== Ausgewählter Textauszug

Aber beim einfachen Recht, nämlich dem Ausländerrecht, suchte
die rot-grüne Koalition mit beispielhafter Frechheit genau das
durchzusetzen, was der renommierte Bonner Verfassungsrechtler
Prof.Isensee als Staatsstreich des Parlaments bezeichnete:
[18]
Isensee ist nicht irgendeiner, sondern
wurde eben erst am 13.4., vor vier Tagen, vor dem Innenausschuß
des Bundestages als Sachverständiger zur doppelten Staatsangehörigkeit
angehört.
"Die Problematik besteht darin", erläutert Isensee, "daß geplant wird, durch einfachen Gesetzesbeschluß
des Parlaments das deutsche Volk umzudefinieren und auf einen
Schlag drei Millionen Personen als Deutsche zu bestimmen, obwohl
diese sich nicht zur Gemeinschaft des deutschen Volkes, sondern
zu der eines anderen, im wesentlichen des türkischen bekennen.

====
== Bereitgestellte Daten

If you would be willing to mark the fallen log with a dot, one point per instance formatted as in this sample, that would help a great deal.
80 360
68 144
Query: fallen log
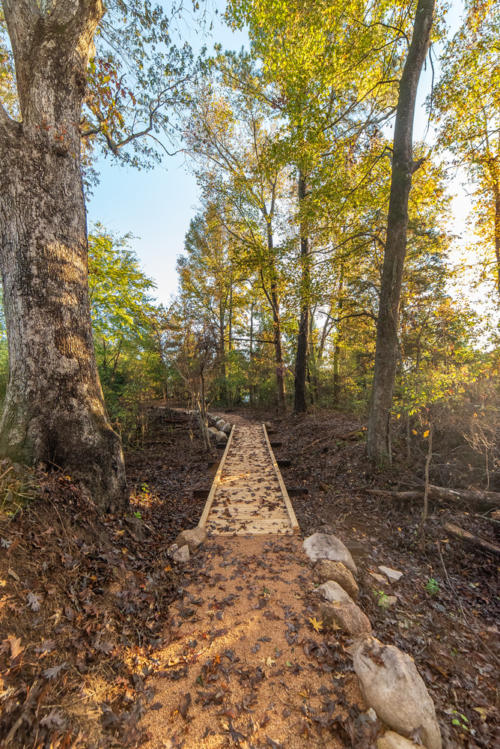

====

_Aufgabenstellung_
Aus dem Textauszug zum Ausländerrecht ist der Abschnitt von „Aber beim einfachen“ bis „des türkischen bekennen.“ erneut wiederzugeben, wobei „Koalition“ durch „Regierung“ ersetzt wird.

_Ergebnis der Übung_
Aber beim einfachen Recht, nämlich dem Ausländerrecht, suchte
die rot-grüne Regierung mit beispielhafter Frechheit genau das
durchzusetzen, was der renommierte Bonner Verfassungsrechtler
Prof.Isensee als Staatsstreich des Parlaments bezeichnete:
[18]
Isensee ist nicht irgendeiner, sondern
wurde eben erst am 13.4., vor vier Tagen, vor dem Innenausschuß
des Bundestages als Sachverständiger zur doppelten Staatsangehörigkeit
angehört.
"Die Problematik besteht darin", erläutert Isensee, "daß geplant wird, durch einfachen Gesetzesbeschluß
des Parlaments das deutsche Volk umzudefinieren und auf einen
Schlag drei Millionen Personen als Deutsche zu bestimmen, obwohl
diese sich nicht zur Gemeinschaft des deutschen Volkes, sondern
zu der eines anderen, im wesentlichen des türkischen bekennen.